**Fragment:**

TEMPERATURA: -1°C
POGODA: świeci słońce
Wczoraj wieczorem dojechaliśmy do Poznania na nocleg, tak żeby nie gnać w dniu wyjazdu. Po drodze jeszcze wstąpiliśmy do teściów do Grudziądza, na obiad. Noc spędziliśmy w hotelu Ibis Stare Miasto. Udało nam się jakimś cudem zaparkować koło hotelu za free.
Przed spaniem zaliczyliśmy spacer do rynku, licząc na to, że może coś się będzie już działo, jakieś ozdoby świąteczne, światełka. No i na kolację (do ukraińskiego baru z pierogami). Nic z tego. Rynek rozkopany. Straganów brak. Mimo wszystko w Gdyni czy Gdańsku o tej porze już kramiki świąteczne są rozstawione. Szkoda. Eli była zawiedziona.

**Do zrobienia:**
Przeredaguj akapit fragmentu zaczynający się od słów „Przed spaniem zaliczyliśmy” w krótką listę punktów, zachowując jego główne fakty. Dalsze wiersze to odrębny materiał, niezwiązany z fragmentem.

**Wskazywanie i opisywanie wpisów:**
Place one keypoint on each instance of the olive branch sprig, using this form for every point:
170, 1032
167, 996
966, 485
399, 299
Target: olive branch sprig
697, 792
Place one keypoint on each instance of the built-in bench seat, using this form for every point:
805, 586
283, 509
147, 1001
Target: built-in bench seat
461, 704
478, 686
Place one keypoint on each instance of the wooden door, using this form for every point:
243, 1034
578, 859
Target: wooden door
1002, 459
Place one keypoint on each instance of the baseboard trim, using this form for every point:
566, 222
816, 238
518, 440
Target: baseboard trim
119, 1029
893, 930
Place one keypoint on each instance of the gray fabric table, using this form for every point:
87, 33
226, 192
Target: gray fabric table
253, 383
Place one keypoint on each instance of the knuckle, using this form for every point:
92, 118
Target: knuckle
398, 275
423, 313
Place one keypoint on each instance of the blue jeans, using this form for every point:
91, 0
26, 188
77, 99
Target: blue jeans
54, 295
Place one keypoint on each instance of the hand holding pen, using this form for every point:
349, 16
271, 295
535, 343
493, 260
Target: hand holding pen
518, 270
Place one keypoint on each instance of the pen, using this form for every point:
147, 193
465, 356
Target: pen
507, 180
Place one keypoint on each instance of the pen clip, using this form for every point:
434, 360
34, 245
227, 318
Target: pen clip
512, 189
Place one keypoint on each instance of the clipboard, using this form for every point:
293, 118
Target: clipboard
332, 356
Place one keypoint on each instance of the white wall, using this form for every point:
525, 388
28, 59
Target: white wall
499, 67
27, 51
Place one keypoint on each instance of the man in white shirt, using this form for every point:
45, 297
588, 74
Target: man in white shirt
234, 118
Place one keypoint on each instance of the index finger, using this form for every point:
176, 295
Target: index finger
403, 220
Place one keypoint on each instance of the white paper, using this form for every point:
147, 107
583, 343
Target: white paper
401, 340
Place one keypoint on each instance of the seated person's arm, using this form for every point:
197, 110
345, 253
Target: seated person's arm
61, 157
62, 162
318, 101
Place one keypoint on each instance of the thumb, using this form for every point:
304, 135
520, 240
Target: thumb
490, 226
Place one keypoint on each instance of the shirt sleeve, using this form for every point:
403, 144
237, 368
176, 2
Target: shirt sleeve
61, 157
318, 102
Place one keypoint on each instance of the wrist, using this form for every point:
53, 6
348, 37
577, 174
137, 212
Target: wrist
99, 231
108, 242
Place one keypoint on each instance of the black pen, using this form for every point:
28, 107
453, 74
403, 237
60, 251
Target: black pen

**Wynik ćwiczenia:**
- Przed snem spacer na rynek w nadziei na świąteczne ozdoby i światełka.
- Kolacja w ukraińskim barze z pierogami.
- Rynek rozkopany, bez straganów.
- W Gdyni czy Gdańsku o tej porze kramiki świąteczne są już rozstawione.
- Eli była zawiedziona.